Rows from a dataset:

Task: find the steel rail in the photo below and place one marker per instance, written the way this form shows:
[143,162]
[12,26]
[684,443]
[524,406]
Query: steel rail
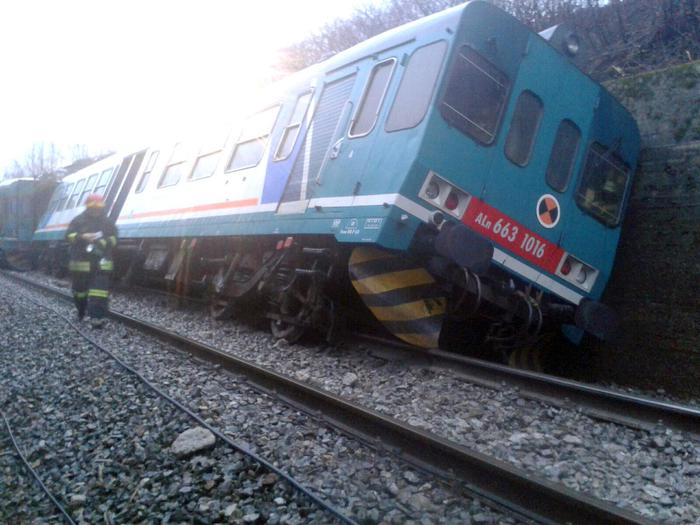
[596,401]
[507,487]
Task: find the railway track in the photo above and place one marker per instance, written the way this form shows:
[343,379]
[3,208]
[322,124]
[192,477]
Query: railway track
[631,410]
[506,487]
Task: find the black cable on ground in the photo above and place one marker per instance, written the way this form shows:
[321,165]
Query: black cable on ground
[34,474]
[258,459]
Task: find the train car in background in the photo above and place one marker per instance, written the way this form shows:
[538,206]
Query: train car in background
[459,173]
[110,177]
[22,202]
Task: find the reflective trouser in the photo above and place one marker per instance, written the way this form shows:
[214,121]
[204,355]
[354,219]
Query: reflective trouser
[91,280]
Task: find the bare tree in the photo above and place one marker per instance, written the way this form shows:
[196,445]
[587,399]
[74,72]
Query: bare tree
[45,159]
[627,36]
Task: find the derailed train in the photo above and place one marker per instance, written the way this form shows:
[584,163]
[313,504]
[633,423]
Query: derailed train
[458,172]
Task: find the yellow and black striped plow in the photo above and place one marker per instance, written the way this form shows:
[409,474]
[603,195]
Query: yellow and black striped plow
[402,295]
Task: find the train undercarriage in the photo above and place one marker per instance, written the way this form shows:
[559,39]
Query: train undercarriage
[431,297]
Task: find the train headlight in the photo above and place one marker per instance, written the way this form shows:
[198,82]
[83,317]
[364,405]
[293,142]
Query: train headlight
[582,275]
[444,195]
[572,44]
[432,190]
[577,272]
[452,201]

| JOB |
Reproduce every line of the items above, switching each occurrence of "marker" to "dot" and keeping everything else unchanged. Leave the pictures out of your answer.

| FINISHED TASK |
Task: find the steel rail in the photo below and place one dot per instance, written the way this form shows:
[143,162]
[12,26]
[684,443]
[524,406]
Query: steel rail
[596,401]
[507,487]
Task: find the railway track in the photo above and place one dot per instance, written the way this form shows:
[343,379]
[3,208]
[322,124]
[192,477]
Query: railway track
[631,410]
[506,487]
Task: find the black cable on ground in the photo above and place one dot per instance, written the way this form shows:
[321,165]
Query: black cable on ground
[34,474]
[258,459]
Task: find the train car in background in the photo above and place one dot per instance, written the way this form shows:
[538,206]
Query: train car in background
[459,173]
[110,177]
[22,202]
Task: find the reflective trouser in the photo above and place one dot per instance, written the way this form shows:
[214,121]
[204,355]
[354,219]
Query: reflective trouser
[91,280]
Task: find the bare tree in the photo above and place one dot per instance, written the way this form shows:
[196,445]
[587,399]
[74,72]
Query: bare tree
[45,159]
[627,36]
Task: find the derailed train in the photo above and place one dot per instance, written the way this form shows:
[584,163]
[313,504]
[633,423]
Query: derailed train
[458,172]
Task: find the yellow and black striped plow in the photo above and place one dot per instance, written the way this form shows:
[409,474]
[603,195]
Query: yellow and black striped plow
[402,295]
Task: find the train undercarriage in the photo above and place one dot per instance, written the way this form shows:
[559,39]
Query: train undercarriage
[431,297]
Task: find the train headlight in the photo above and place one dot per instance, written the way this form shows:
[198,82]
[83,317]
[364,405]
[293,142]
Query: train headlight
[582,275]
[444,195]
[572,44]
[432,190]
[577,272]
[452,201]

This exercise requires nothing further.